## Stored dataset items
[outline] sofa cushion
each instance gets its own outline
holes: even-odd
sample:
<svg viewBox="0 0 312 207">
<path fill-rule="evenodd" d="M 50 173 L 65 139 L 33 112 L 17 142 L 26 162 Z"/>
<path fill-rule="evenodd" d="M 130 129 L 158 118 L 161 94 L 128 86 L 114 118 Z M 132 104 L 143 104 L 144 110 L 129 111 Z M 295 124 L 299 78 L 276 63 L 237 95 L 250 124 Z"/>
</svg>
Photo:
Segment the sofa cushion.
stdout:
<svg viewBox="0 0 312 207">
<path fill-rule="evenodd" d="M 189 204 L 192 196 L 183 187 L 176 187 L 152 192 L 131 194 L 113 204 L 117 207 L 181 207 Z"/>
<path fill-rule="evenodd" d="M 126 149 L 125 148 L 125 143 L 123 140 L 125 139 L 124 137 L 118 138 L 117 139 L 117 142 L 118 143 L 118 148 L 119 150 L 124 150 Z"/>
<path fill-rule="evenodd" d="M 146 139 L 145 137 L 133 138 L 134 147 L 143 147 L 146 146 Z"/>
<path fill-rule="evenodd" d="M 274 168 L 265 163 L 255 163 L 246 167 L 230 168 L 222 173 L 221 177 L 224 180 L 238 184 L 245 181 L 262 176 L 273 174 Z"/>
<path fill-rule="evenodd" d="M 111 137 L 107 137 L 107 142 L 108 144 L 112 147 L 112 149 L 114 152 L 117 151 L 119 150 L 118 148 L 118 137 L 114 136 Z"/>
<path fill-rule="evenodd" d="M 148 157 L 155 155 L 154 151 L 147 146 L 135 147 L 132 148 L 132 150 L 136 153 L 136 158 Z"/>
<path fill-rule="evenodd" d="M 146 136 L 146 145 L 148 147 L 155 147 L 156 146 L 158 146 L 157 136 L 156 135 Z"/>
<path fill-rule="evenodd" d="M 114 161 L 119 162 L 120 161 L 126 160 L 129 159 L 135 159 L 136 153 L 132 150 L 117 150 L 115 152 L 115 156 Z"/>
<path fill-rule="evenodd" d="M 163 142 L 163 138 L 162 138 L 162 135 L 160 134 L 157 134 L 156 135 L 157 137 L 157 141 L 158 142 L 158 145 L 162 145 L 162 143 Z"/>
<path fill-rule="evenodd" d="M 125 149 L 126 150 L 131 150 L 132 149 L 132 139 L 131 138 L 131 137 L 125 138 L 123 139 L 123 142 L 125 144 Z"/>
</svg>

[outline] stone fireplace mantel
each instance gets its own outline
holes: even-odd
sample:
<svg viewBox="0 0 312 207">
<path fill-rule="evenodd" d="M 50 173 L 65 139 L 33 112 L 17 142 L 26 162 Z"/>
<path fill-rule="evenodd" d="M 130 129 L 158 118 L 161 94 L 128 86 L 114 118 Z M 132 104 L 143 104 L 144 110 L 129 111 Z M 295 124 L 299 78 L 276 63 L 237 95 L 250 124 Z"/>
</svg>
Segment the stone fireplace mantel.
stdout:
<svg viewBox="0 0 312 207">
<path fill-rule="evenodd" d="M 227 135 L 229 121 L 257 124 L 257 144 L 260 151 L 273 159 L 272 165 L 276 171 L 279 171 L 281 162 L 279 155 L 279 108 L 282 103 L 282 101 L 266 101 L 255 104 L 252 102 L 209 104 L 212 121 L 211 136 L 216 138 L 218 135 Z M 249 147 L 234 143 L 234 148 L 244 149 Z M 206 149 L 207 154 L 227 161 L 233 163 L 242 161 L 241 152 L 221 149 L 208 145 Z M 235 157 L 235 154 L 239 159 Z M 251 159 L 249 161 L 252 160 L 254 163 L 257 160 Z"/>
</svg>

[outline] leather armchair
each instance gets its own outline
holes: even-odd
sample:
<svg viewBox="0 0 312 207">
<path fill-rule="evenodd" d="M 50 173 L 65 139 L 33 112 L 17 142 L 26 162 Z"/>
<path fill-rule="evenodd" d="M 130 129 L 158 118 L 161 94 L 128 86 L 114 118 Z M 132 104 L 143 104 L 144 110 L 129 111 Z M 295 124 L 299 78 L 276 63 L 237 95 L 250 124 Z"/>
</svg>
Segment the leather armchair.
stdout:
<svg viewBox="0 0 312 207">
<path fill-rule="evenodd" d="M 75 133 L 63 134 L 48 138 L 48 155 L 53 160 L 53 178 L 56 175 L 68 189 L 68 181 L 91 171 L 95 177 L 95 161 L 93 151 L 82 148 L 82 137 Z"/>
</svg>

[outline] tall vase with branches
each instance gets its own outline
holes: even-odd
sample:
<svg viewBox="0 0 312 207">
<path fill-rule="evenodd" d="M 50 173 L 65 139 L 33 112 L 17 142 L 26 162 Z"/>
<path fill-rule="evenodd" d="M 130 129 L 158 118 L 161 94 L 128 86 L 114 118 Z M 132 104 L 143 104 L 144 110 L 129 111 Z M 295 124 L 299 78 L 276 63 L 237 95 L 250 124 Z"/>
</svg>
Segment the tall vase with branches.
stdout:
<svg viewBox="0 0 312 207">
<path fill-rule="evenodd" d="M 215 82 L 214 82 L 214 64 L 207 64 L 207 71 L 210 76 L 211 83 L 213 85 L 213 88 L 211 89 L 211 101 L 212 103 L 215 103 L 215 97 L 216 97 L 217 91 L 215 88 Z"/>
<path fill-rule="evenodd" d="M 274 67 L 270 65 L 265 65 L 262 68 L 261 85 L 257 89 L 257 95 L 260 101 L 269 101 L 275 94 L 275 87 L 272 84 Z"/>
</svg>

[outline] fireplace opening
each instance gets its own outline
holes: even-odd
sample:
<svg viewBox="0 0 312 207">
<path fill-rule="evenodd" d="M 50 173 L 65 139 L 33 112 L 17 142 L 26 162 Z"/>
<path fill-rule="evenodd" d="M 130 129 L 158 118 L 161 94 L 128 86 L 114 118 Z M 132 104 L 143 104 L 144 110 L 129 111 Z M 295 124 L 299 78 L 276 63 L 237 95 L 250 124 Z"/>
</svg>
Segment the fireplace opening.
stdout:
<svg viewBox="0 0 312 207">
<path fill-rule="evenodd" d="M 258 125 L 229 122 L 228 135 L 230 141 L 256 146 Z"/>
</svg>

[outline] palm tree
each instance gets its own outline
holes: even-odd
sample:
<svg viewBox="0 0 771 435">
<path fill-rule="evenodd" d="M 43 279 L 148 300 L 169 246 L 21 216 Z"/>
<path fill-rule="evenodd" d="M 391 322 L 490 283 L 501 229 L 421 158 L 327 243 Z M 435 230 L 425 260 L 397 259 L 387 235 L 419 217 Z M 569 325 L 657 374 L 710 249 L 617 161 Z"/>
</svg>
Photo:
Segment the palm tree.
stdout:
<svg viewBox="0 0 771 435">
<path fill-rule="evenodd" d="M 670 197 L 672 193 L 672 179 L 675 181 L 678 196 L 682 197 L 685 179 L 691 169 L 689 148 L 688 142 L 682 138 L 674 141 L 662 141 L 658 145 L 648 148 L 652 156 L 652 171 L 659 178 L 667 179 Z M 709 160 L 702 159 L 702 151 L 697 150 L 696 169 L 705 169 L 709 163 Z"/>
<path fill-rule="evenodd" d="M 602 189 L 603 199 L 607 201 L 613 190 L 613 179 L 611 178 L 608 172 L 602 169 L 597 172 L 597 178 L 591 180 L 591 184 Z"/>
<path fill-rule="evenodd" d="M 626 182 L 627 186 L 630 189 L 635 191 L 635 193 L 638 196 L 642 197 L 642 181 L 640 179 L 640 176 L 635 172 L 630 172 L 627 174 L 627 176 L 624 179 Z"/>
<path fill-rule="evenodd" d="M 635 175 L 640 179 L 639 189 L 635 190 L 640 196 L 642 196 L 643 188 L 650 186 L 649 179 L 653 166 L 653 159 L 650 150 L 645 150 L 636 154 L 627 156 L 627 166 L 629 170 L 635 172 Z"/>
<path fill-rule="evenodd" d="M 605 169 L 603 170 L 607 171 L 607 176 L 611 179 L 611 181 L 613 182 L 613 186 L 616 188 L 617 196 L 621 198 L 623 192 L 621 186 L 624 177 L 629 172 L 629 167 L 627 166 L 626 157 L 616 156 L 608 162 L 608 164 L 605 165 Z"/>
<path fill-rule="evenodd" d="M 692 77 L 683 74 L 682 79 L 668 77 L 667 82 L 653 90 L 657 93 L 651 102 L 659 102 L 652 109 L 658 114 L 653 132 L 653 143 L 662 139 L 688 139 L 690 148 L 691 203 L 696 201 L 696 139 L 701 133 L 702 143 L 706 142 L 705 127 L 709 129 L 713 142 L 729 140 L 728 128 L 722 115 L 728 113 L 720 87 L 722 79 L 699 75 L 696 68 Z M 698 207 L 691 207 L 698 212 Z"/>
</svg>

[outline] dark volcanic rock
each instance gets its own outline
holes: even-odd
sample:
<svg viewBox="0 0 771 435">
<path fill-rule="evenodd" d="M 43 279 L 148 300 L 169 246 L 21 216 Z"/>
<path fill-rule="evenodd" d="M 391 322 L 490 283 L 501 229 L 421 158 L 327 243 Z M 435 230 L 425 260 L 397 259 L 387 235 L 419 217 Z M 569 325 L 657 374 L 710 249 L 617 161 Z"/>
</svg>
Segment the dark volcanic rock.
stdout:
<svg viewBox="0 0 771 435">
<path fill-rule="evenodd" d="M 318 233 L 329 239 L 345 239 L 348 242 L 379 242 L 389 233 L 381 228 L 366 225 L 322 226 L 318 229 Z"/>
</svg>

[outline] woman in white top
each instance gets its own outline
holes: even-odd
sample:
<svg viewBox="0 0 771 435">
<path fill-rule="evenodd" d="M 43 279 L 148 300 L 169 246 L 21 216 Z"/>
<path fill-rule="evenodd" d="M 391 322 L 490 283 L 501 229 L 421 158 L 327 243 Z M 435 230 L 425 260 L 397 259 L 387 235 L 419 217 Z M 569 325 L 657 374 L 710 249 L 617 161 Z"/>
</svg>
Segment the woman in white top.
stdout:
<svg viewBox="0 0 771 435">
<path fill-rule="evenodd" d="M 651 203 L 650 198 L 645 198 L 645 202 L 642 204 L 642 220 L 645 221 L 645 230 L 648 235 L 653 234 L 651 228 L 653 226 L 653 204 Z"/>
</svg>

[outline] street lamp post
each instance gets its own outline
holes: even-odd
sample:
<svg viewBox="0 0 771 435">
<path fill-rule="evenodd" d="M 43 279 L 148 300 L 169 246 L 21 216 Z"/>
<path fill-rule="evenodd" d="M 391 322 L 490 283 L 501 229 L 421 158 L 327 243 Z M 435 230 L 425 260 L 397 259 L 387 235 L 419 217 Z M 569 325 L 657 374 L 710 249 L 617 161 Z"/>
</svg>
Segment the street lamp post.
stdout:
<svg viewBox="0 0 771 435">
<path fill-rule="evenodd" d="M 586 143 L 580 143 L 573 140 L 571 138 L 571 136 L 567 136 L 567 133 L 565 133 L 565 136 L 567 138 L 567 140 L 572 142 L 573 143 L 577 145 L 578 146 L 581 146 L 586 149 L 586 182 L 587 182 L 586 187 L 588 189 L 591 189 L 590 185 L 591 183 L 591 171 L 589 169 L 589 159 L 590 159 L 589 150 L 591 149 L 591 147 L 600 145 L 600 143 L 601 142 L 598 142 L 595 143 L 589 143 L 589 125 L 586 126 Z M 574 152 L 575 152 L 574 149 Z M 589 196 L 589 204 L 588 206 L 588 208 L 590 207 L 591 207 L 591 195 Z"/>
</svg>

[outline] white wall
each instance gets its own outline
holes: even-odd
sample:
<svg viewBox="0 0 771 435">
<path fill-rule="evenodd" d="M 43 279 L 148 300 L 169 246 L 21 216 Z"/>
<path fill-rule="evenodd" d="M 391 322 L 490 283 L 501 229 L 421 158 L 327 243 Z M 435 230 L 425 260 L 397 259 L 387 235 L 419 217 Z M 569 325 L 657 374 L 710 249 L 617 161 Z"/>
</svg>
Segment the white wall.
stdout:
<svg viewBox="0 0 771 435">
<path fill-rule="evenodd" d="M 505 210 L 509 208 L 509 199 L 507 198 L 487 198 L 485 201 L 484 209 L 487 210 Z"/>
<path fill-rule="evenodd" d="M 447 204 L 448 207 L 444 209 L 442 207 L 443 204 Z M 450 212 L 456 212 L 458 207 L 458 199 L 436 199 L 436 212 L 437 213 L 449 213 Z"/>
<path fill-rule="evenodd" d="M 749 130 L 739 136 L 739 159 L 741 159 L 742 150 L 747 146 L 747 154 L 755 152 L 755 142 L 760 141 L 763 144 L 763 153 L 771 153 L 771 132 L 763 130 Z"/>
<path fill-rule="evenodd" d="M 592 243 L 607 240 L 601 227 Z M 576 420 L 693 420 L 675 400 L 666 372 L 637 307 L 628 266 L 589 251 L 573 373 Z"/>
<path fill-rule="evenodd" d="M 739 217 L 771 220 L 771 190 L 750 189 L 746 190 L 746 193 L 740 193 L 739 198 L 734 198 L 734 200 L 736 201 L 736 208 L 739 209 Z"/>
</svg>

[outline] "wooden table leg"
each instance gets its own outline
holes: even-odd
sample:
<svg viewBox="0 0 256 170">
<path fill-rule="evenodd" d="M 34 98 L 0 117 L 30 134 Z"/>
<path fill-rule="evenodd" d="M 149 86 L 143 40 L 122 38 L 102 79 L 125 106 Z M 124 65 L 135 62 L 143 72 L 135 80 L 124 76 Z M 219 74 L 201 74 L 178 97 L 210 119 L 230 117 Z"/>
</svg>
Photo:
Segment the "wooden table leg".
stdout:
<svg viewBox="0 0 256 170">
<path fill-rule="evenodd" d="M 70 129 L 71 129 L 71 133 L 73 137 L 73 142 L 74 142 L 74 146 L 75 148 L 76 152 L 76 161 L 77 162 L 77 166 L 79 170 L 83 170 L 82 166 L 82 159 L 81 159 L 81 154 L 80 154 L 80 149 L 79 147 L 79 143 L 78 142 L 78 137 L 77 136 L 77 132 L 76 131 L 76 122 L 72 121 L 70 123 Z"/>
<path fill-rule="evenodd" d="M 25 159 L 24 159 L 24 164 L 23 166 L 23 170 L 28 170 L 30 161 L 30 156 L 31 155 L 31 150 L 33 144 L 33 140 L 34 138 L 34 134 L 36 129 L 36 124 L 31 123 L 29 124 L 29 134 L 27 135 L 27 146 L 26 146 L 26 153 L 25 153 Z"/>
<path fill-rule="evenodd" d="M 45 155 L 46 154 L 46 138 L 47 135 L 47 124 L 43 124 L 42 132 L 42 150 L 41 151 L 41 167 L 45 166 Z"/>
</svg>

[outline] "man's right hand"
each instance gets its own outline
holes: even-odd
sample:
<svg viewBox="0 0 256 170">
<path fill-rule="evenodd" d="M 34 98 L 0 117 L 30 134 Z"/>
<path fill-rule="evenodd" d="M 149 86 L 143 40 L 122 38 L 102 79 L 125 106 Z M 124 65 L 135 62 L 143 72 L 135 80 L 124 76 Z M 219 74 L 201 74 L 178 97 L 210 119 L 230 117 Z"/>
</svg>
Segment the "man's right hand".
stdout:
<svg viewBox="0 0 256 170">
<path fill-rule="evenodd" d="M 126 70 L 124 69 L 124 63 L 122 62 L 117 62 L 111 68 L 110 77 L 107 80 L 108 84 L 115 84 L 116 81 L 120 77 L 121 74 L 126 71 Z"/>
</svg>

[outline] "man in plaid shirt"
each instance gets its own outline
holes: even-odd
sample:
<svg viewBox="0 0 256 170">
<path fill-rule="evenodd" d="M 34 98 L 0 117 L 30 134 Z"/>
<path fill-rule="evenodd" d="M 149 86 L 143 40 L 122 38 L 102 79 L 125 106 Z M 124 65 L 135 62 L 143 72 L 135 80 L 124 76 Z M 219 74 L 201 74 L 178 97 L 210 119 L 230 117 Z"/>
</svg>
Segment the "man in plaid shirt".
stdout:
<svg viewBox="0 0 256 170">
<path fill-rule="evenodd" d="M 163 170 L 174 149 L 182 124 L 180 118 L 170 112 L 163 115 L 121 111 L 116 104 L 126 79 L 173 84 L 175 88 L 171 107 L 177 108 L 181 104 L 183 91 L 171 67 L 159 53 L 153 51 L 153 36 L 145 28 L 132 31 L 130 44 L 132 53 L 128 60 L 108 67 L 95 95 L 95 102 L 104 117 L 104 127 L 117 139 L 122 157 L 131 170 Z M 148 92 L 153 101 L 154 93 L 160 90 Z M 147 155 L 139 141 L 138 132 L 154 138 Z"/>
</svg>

## What you should do
Please locate each line in the records that includes the word "palm" and copy those lines out.

## Written response
[outline] palm tree
Segment the palm tree.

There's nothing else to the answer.